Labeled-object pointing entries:

— begin —

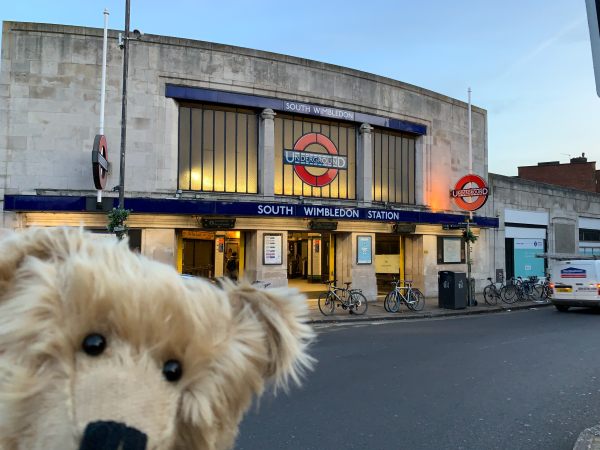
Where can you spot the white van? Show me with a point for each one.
(575, 283)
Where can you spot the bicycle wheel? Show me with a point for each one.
(326, 303)
(508, 293)
(490, 295)
(538, 293)
(386, 301)
(416, 302)
(358, 302)
(391, 303)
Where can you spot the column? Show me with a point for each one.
(266, 153)
(362, 276)
(364, 165)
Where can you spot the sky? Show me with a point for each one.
(528, 62)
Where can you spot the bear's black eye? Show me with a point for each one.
(93, 344)
(172, 370)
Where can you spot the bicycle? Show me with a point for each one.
(491, 293)
(544, 290)
(522, 290)
(506, 293)
(403, 292)
(351, 299)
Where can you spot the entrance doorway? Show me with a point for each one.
(310, 260)
(199, 257)
(212, 254)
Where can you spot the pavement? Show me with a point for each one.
(589, 439)
(376, 311)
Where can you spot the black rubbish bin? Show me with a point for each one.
(452, 287)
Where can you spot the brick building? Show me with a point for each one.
(577, 174)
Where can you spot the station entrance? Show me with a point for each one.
(311, 260)
(211, 254)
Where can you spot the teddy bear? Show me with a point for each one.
(102, 348)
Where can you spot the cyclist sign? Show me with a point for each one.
(472, 197)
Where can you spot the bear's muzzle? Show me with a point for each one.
(112, 436)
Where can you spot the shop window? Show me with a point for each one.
(451, 250)
(218, 149)
(393, 167)
(322, 177)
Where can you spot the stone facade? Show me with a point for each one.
(564, 208)
(49, 89)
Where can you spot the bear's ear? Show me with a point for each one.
(283, 314)
(41, 243)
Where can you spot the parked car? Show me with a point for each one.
(575, 283)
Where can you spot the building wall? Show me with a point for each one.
(50, 100)
(575, 175)
(565, 208)
(50, 80)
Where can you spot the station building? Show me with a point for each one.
(307, 171)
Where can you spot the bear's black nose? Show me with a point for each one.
(112, 436)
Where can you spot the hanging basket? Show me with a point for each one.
(116, 221)
(469, 237)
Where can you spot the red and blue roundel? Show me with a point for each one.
(330, 160)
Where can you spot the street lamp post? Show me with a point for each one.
(124, 108)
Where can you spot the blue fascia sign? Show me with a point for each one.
(24, 203)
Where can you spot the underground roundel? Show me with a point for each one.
(302, 159)
(472, 197)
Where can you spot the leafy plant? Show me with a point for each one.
(116, 221)
(469, 236)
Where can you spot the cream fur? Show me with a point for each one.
(59, 285)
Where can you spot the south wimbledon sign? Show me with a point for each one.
(461, 193)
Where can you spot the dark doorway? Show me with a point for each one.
(199, 257)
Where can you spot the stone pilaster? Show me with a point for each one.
(266, 153)
(364, 165)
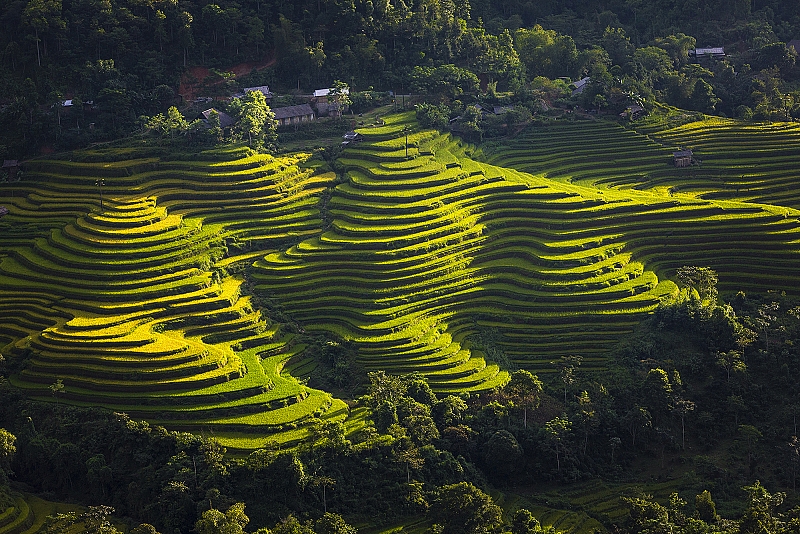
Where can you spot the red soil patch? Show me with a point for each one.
(192, 80)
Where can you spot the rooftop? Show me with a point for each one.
(325, 92)
(293, 111)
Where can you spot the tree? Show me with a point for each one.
(254, 119)
(760, 516)
(333, 524)
(339, 97)
(503, 454)
(556, 432)
(324, 482)
(705, 508)
(464, 509)
(587, 416)
(637, 419)
(546, 53)
(214, 521)
(43, 16)
(751, 435)
(683, 407)
(525, 390)
(56, 389)
(702, 279)
(731, 362)
(568, 365)
(524, 522)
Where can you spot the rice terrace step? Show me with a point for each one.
(189, 296)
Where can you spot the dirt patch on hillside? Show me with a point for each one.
(192, 81)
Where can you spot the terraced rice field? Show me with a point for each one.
(26, 514)
(130, 306)
(458, 263)
(434, 262)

— end —

Without the pictures, reproduce every line of the records above exactly.

Where can you spot the white van? Show me with a point for each one.
(575, 283)
Where can you spot the bicycle wheel? Show me with a point for each one.
(326, 303)
(508, 293)
(490, 295)
(538, 293)
(386, 301)
(416, 302)
(358, 302)
(391, 303)
Where can you spot the column? Show me with a point for each one.
(266, 153)
(362, 276)
(364, 165)
Where can you spot the sky? Show me with a point for each one.
(528, 62)
Where can you spot the bear's black eye? Show me with a point for each one.
(93, 344)
(172, 370)
Where can you spot the bicycle? Show me with a point for each one.
(491, 293)
(544, 290)
(522, 290)
(506, 293)
(403, 292)
(351, 299)
Where can you spot the entrance doorway? Show me with a point for each one.
(310, 260)
(199, 257)
(212, 254)
Where can you spot the pavement? Show me with a point for each one.
(589, 439)
(376, 311)
Where can you spot the black rubbish bin? Show me with a point for each one.
(452, 287)
Where can you spot the brick building? Show me with a point for each one.
(577, 174)
Where can you spot the station entrance? Show me with a point for each one.
(311, 260)
(211, 254)
Where can you spot the teddy bear? Show me with a point for each one.
(102, 348)
Where can you spot the cyclist sign? Show me with a point for each one.
(472, 197)
Where can you spot the bear's muzzle? Show me with a point for each one.
(112, 436)
Where can you spot the shop window? Show me with a point for each one.
(451, 250)
(218, 149)
(393, 167)
(322, 177)
Where can you spot the stone facade? Show me with a point for each one.
(564, 208)
(49, 89)
Where can you spot the bear's ear? Show me with a point for each one.
(283, 314)
(41, 243)
Where can you spot the parked car? Show me with a point for each one.
(575, 283)
Where can you spot the building wall? Show me with a point for each one.
(50, 100)
(575, 175)
(565, 208)
(50, 80)
Where can you spot the station building? Show me with a point for each one.
(307, 171)
Where can you spot the bear's black nose? Show me with a point for each one.
(112, 436)
Where can you spot the hanging basket? Show me with a point for each one.
(116, 221)
(469, 237)
Where can you spot the red and blue roundel? Show me with a point for each one.
(330, 160)
Where can you spot the street lamp post? Show me with a point for each one.
(124, 108)
Where can you spot the blue fascia sign? Show me with a point for each one.
(24, 203)
Where can you spot the underground roundel? Show me with a point for each one.
(302, 159)
(472, 197)
Where can you spot the leafy plant? Show me with a point for each one.
(116, 221)
(469, 236)
Where can you spot the cream fur? Show me with a point for each one.
(59, 285)
Where can you spot the south wimbledon sign? Show me with a point for each one.
(461, 193)
Where can you spot the dark doorway? Show me with a point for each one.
(199, 257)
Where can you spot the stone pilaster? Show me with a point for each one.
(266, 153)
(364, 165)
Where can you spot the red soil patch? Show me with a point for each one.
(192, 80)
Where can you spot the rooftop? Show me with a point for each one.
(325, 92)
(293, 111)
Where can you spot the tree? Show me with a point for each one.
(254, 119)
(760, 516)
(333, 524)
(339, 97)
(503, 454)
(556, 432)
(324, 482)
(705, 508)
(464, 509)
(587, 416)
(637, 419)
(546, 53)
(214, 521)
(43, 16)
(751, 435)
(683, 407)
(525, 390)
(56, 389)
(702, 279)
(731, 362)
(568, 365)
(524, 522)
Where can you spot the rice terrace step? Show me with a point for each one.
(189, 296)
Where can you spot the dirt patch on hillside? Show me with a point for each one.
(192, 81)
Where can you spot the terraced rice field? Show me with a point for each one.
(26, 514)
(130, 306)
(458, 263)
(434, 262)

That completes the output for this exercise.